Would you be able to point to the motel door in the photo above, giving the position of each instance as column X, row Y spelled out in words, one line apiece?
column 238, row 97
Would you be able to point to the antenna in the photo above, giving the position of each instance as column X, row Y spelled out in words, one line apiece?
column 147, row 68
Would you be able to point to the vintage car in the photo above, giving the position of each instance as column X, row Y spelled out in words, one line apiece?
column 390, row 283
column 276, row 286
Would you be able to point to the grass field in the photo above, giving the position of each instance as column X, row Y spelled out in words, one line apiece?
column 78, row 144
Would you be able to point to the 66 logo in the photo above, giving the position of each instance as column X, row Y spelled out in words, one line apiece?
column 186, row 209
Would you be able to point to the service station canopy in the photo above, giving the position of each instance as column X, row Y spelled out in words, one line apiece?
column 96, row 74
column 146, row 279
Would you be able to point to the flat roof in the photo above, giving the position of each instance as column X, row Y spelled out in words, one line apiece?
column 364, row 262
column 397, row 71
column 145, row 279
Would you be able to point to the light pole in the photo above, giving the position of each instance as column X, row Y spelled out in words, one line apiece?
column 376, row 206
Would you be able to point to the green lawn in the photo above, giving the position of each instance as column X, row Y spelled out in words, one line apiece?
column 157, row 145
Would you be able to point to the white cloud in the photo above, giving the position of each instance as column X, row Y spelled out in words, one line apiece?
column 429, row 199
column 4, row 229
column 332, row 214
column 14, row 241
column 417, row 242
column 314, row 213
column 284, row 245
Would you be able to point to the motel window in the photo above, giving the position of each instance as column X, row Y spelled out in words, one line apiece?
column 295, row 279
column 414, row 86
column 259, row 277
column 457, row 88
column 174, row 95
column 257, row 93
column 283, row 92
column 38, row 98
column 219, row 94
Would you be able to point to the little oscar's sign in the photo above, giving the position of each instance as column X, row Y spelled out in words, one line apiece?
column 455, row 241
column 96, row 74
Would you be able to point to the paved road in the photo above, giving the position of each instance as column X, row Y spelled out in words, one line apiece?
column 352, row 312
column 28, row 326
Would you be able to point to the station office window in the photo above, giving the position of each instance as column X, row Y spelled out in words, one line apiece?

########

> **What to produce**
Rewrite all of the records, putting "mark" wherever "point to" appears and keeping everything else the same.

> **Solution below**
Would you be able to mark the motel door in the photo above, giving the position of each instance as column X, row Y spelled out in words, one line apiece?
column 238, row 97
Would you be able to mark the antenna in the photo above, giving the position of each instance as column X, row Y spelled out in words, one line apiece?
column 147, row 68
Would you be able to mark the vintage car in the photo above, giving the position of each instance as column X, row Y spelled out in words, one line apiece?
column 390, row 283
column 276, row 286
Would you be able to mark the grass field in the photo above, giving the position of each instance as column X, row Y spelled out in words, one line apiece?
column 78, row 144
Would you be able to mark the 66 logo in the photo above, giving the position of each instance as column X, row Y spelled out in words, one line apiece?
column 186, row 209
Would you be able to mark the service station canopy in the photo above, giving the position of each instance as column X, row Y spelled out in words, one line apiece?
column 96, row 74
column 146, row 279
Would you be able to mark the flat roof in the photo above, giving the position of each instance as column X, row Y spelled out in words, one line apiece?
column 364, row 262
column 397, row 71
column 145, row 279
Would you be able to mark the light pole in the photo above, giving the position of each instance as column X, row Y spelled out in words, one line apiece?
column 376, row 206
Would you be able to mark the green lawn in the photo above, giving the position of each instance as column X, row Y spelled out in words, one line apiece?
column 157, row 145
Would you be able to mark the white cloud in the photo above, giving the position of each instance as column X, row Y spelled out in words, one line apiece?
column 429, row 199
column 4, row 229
column 332, row 214
column 14, row 241
column 417, row 242
column 314, row 213
column 284, row 245
Would you be able to mark the motel window in the photo above, giving the position of each instance as column X, row Y spelled out in words, one line apiece?
column 295, row 279
column 414, row 86
column 259, row 277
column 457, row 88
column 174, row 95
column 257, row 93
column 283, row 92
column 38, row 98
column 219, row 94
Would you be able to mark the little oscar's sign in the photo above, giving the position of each instance as column X, row Y spelled out in words, one line apiece?
column 455, row 241
column 96, row 74
Would you be able to mark the paved road in the photo above, giving the position of each instance as column X, row Y spelled out in words, one line apiece?
column 352, row 312
column 28, row 326
Would you be able to mark the station office window in the photo above, giving the position of each instance as column X, row Y spelled out in words, one line apiece?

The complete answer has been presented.